▸ REQUEST:
Read the data and repeat it in full, exactly.

[Dataset excerpts on object pointing]
────────────────────

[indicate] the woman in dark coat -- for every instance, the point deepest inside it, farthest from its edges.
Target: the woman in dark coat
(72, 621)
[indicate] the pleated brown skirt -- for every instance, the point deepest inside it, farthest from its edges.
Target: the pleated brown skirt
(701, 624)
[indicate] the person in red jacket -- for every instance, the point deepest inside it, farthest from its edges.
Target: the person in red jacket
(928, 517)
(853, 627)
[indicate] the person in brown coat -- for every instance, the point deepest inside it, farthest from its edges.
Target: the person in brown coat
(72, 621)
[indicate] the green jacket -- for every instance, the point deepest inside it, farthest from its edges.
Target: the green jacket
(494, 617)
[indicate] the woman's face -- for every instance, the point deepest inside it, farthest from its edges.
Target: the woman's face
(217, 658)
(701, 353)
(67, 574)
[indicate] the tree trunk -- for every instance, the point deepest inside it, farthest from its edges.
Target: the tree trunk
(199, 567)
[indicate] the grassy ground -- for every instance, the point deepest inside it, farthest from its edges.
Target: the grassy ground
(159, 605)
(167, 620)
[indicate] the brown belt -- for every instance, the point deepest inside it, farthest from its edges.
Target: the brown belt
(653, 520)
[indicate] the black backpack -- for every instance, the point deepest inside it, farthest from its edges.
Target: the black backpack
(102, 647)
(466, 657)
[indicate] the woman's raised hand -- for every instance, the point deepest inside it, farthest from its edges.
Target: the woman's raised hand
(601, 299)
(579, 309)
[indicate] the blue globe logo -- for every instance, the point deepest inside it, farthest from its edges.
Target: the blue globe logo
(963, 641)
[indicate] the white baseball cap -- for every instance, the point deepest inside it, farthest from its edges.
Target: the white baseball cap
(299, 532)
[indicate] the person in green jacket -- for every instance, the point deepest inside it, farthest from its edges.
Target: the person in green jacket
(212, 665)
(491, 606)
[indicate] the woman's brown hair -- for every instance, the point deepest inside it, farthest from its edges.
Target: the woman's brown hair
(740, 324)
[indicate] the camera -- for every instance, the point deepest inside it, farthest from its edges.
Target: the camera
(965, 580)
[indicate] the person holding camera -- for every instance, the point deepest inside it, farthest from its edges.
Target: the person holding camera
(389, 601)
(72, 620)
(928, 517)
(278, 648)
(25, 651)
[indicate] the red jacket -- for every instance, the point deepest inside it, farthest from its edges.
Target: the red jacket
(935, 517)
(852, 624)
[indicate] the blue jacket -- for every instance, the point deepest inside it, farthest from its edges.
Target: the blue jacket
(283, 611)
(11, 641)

────────────────────

▸ WRITTEN REPLY:
[indicate] the woman in dark coat -- for every instance, the point deepest inside it, farthest from its edges.
Target: the woman in dark coat
(72, 621)
[indicate] the pleated brown skirt -- for every instance, the point deepest inside it, farthest from its edges.
Target: the pleated brown skirt
(701, 624)
[indicate] the person in red jacket -- for every instance, the point deepest inside it, farthest from its edges.
Target: the person in red jacket
(928, 517)
(853, 627)
[indicate] the person in brown coat -- for every instance, the point deepest inside it, farthest from its edges.
Target: the person in brown coat
(72, 621)
[indicate] the green jacket -- for every instance, the point deepest inside it, farthest from its edges.
Target: the green jacket
(494, 617)
[indicate] the woman's face -- for every instance, the point deepest inside it, farthest from its edges.
Target: the woman's face
(217, 658)
(701, 353)
(67, 574)
[indicate] the tree trunk -- for every instance, the point deepest inside it, farthest from its edges.
Target: the tree trunk
(199, 567)
[indicate] the grassy ground -- for every instance, the point deepest inside it, farthest from its edges.
Target: the grassy ground
(159, 605)
(167, 620)
[indicate] the brown belt -- for every instance, the point deepest inside it, farthest from its edges.
Target: the brown belt
(653, 520)
[indicate] the black backpack -- for every instance, the point deepest inside it, farthest from its edges.
Target: the black backpack
(102, 647)
(466, 657)
[indicate] the woman's raised hand -- for every instance, the point deepest inside it, farthest from its edges.
Target: the woman's raised hand
(601, 299)
(579, 309)
[indicate] the blue globe logo -- for every instance, the point deepest inside it, farthest from its edges.
Target: the blue globe logo
(963, 641)
[indicate] the white baseball cap -- for every instance, the point deepest inside it, farthest from its edges.
Target: the white baseball cap
(299, 532)
[indicate] the person in green jacket -- for every instance, the point deepest inside it, farthest from its edges.
Target: the person in green jacket
(212, 665)
(491, 606)
[indicate] the woman's brown hair -- for every instance, the point deepest inside it, farthest from its edges.
Target: the woman's brown hair
(740, 324)
[indicate] the camera -- for every instance, the point deepest inside it, farthest from its edges.
Target: the camera
(965, 580)
[indicate] the person holding camera -- for every instance, the point deepest inside it, farthest from its edges.
Target: the person holding camera
(389, 601)
(72, 620)
(928, 517)
(278, 648)
(25, 651)
[indicate] the red jacket -- for every instance, the point deepest inside it, farthest from its edges.
Target: the red jacket
(935, 517)
(852, 624)
[indicate] the blue jacket -- for every instance, the point deepest inside it, farthest from its edges.
Target: the blue jacket
(283, 611)
(11, 641)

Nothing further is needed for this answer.